[Begin Information shown]
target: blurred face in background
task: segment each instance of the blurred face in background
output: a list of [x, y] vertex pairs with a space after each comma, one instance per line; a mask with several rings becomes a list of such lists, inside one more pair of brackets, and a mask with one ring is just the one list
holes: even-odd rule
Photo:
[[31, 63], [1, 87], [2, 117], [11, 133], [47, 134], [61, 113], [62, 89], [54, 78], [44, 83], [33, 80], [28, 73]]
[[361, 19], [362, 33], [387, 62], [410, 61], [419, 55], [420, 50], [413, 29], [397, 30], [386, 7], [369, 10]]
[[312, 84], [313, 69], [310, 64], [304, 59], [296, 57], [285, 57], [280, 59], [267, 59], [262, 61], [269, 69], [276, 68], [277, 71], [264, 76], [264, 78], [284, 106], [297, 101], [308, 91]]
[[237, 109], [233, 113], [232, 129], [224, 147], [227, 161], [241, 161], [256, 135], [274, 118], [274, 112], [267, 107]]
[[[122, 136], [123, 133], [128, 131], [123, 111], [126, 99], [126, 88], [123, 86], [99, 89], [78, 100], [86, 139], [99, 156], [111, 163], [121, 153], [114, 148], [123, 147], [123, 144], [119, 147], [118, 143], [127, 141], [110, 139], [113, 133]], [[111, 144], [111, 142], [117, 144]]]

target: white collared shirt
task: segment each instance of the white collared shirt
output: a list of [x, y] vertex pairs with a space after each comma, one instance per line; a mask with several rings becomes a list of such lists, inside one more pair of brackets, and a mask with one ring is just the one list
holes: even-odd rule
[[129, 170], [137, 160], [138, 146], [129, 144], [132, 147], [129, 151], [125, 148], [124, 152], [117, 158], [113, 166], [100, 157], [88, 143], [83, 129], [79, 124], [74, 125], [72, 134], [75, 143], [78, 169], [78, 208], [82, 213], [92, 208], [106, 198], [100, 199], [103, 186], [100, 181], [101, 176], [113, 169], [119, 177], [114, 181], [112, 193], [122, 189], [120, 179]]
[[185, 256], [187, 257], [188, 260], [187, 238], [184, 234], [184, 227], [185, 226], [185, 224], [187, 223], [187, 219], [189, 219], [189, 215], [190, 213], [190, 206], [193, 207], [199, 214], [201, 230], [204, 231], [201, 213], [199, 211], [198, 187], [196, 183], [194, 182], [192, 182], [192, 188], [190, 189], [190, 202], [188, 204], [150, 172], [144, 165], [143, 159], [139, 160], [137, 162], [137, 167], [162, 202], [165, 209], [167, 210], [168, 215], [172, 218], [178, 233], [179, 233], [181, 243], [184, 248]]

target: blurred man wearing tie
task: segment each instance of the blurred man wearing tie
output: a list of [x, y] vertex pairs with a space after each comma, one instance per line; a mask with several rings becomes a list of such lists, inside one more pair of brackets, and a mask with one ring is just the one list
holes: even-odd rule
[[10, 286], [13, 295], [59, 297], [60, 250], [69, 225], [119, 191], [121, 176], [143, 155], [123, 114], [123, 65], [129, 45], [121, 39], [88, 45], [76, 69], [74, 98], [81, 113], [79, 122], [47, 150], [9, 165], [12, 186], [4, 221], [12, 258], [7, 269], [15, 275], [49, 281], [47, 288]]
[End Information shown]
• **Given instruction**
Express everything from the start of the data down to the line containing "80], [28, 73]]" (both ends included) as a two-column CSV with the headers request and answer. Make one row for each request, putting its text and its answer each in one quoted field and turning line breaks into spaces.

• **Solved problem**
request,answer
"target: blurred face in background task: segment each instance of the blurred face in background output: a list of [x, y] vertex pairs with a space after each comma, one instance per line; a mask with several rings becomes a list of such lists, inside one more pair of brackets, and a mask with one ring is just the one list holes: even-odd rule Photo:","[[31, 63], [1, 87], [2, 117], [11, 133], [47, 134], [61, 113], [62, 89], [54, 78], [44, 83], [33, 80], [28, 73]]"